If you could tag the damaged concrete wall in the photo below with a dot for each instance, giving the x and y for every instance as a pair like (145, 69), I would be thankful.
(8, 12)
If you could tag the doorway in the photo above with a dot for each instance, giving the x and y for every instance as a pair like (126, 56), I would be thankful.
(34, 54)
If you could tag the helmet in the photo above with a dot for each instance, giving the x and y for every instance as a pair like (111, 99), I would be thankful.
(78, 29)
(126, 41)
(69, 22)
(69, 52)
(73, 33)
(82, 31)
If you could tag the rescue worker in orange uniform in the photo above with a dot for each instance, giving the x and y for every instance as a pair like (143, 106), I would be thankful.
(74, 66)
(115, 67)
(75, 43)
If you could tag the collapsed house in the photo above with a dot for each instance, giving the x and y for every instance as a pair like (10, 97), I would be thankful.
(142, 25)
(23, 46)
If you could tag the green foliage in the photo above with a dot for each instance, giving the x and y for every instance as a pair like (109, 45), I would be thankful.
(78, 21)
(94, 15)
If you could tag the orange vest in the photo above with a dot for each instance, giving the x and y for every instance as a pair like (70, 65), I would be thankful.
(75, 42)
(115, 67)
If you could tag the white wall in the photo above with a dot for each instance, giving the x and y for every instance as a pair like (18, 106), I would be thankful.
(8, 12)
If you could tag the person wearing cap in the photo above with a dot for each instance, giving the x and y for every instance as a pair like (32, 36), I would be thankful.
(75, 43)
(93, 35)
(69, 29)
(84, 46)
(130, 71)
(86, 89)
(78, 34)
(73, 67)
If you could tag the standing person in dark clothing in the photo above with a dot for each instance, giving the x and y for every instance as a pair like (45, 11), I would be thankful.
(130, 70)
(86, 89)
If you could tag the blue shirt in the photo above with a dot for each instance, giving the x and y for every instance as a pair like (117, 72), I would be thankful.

* [Job]: Please output the entire listing exactly as it stands.

* [Solution to the exercise]:
If you could tag the damaged concrete wall in the photo below with a dot for each instance, giving the x and y for every instance as a pair like (145, 69), I would be thankful.
(8, 12)
If you could tag the doorway in the photo above with a dot for each instance, giving the x and y for every instance as a pair like (126, 56), I would be thankful.
(34, 54)
If you could tag the helmet in the photo above with a dot for each instance, giving the x and y for every instance as a pair like (111, 99), I would be thankful.
(78, 29)
(126, 41)
(69, 22)
(69, 52)
(73, 33)
(82, 31)
If you could tag the rescue worker in orange uniform in the photo above with a dot for each instance, giving the x and y for every instance as a pair like (143, 106), I would be thankful.
(74, 66)
(115, 67)
(75, 43)
If you could tag the collapsed house in the photo above with a dot for each instance, giving the x and y for every instance as a pair like (10, 97), I would be thankful.
(142, 25)
(23, 46)
If you could tag the green foliage in the photo above with a dot for each instance, giving the x and y for every instance as a pair like (109, 45), I would be thankful.
(78, 21)
(94, 15)
If you could tag the orange vest in the photo above with a dot for each instance, giving the x and y for every instance as a pair like (70, 65), I would be thankful.
(75, 42)
(115, 67)
If you could tag the white wall in the photo above with a dot for each instance, giving the x and y for every instance as a pair like (18, 106), I would be thankful.
(8, 12)
If you could tag the person wearing cap in the photo above with a dot for each instance, giving the x and y for every instance as a pair like (32, 36), I would be thankful.
(75, 43)
(93, 35)
(69, 29)
(84, 46)
(130, 71)
(86, 89)
(78, 34)
(73, 67)
If you could tag the standing person in dark clothing in the photo above with a dot for each instance, giving the x and y for every instance as a pair like (45, 11), I would be thankful.
(130, 70)
(86, 89)
If you could tag the blue shirt in the photo above with a dot for each instance, giving the x and y for every instance as a pair like (117, 72), I would be thankful.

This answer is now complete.